Excerpted passage:
________________

GNU bug report logs - #6366
join can't join on numeric fields

Previous Next

Package: coreutils;

Reported by: Alex Shinn <alexshinn <at> gmail.com>

Date: Mon, 7 Jun 2010 05:24:02 UTC

Severity: wishlist

Tags: patch

Merged with 10924, 12264

To reply to this bug, email your comments to 6366 AT debbugs.gnu.org.

Toggle the display of automated, internal messages from the tracker.

View this report as an mbox folder, status mbox, maintainer mbox


Report forwarded to owner <at> debbugs.gnu.org, bug-coreutils <at> gnu.org:
bug#6366; Package coreutils. (Mon, 07 Jun 2010 05:24:02 GMT) Full text and rfc822 format available.

Acknowledgement sent to Alex Shinn <alexshinn <at> gmail.com>:
New bug report received and forwarded. Copy sent to bug-coreutils <at> gnu.org. (Mon, 07 Jun 2010 05:24:02 GMT) Full text and rfc822 format available.

Message #5 received at submit <at> debbugs.gnu.org (full text, mbox):

From: Alex Shinn <alexshinn <at> gmail.com>
To: bug-coreutils <at> gnu.org
Subject: join can't join on numeric fields
Date: Mon, 7 Jun 2010 14:19:24 +0900
[Message part 1 (text/plain, inline)]
Hi,

Ideally join should be able to handle files sorted in any order
that sort provides, but as a bare minimum it should at least
be able to join files sorted on numeric fields.

The attached simple patch provides -n, --numeric-sort
options to this effect.

________________

Problems:
a – According to the bug report, which options does the attached patch add to join?
b – Please tally the lines of the records that contain the word "mountain", and reply with the number alone.

Entries from a pointing dataset:
________________

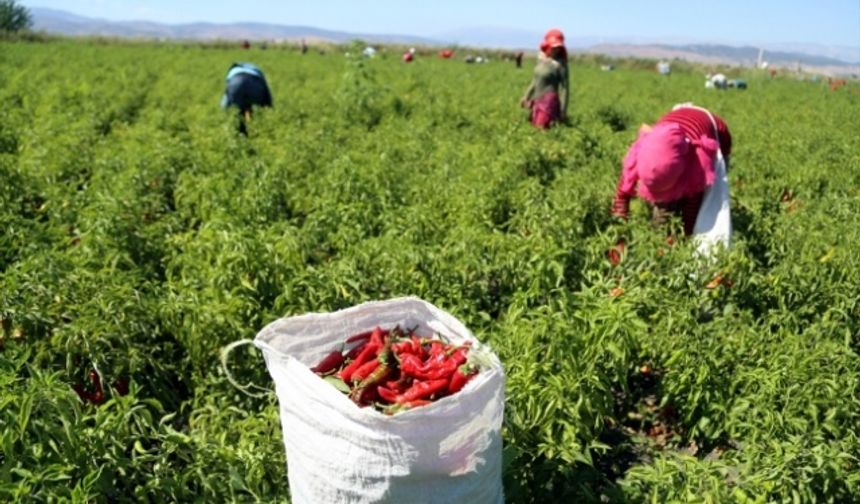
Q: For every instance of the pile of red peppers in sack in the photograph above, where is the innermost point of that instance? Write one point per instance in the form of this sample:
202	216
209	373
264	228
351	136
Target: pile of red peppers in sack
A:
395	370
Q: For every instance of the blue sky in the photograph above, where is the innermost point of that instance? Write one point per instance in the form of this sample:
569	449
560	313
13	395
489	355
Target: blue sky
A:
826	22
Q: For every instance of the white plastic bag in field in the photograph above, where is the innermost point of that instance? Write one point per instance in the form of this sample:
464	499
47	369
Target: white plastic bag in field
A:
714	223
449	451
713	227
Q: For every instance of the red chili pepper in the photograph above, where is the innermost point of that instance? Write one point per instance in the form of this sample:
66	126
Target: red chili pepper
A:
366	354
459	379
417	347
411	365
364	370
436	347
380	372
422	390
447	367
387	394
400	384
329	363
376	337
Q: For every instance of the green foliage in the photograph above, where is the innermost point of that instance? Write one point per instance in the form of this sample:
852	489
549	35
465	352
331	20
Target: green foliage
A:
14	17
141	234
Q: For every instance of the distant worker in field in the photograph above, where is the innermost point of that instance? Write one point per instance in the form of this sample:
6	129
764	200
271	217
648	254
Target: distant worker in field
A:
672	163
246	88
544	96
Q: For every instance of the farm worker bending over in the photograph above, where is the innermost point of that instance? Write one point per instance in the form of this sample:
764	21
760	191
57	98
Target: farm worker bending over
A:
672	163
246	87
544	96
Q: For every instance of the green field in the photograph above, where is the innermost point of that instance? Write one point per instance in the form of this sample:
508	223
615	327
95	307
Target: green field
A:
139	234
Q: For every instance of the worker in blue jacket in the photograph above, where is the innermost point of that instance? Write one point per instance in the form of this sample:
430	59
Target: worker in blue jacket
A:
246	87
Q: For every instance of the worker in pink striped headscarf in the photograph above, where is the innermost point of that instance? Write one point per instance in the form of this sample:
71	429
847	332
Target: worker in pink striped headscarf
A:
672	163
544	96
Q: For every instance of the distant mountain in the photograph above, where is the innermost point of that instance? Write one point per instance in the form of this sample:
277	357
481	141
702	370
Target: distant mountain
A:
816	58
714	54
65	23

________________

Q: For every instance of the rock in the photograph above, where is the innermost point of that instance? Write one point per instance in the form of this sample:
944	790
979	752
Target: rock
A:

________________

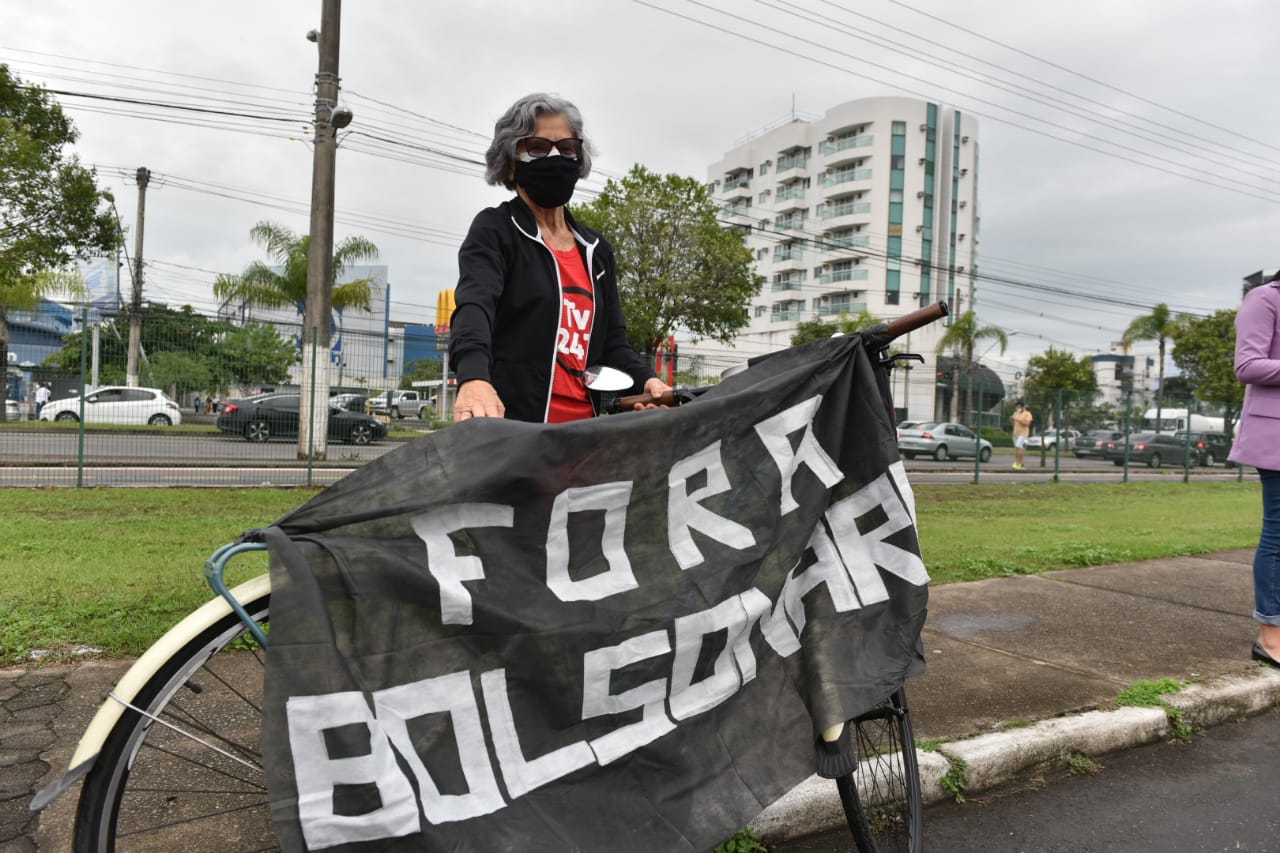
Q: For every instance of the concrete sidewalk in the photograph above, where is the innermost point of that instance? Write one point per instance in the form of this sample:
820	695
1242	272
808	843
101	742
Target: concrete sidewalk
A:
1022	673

________________

Problem solutions:
a – The -n and --numeric-sort options.

b – 2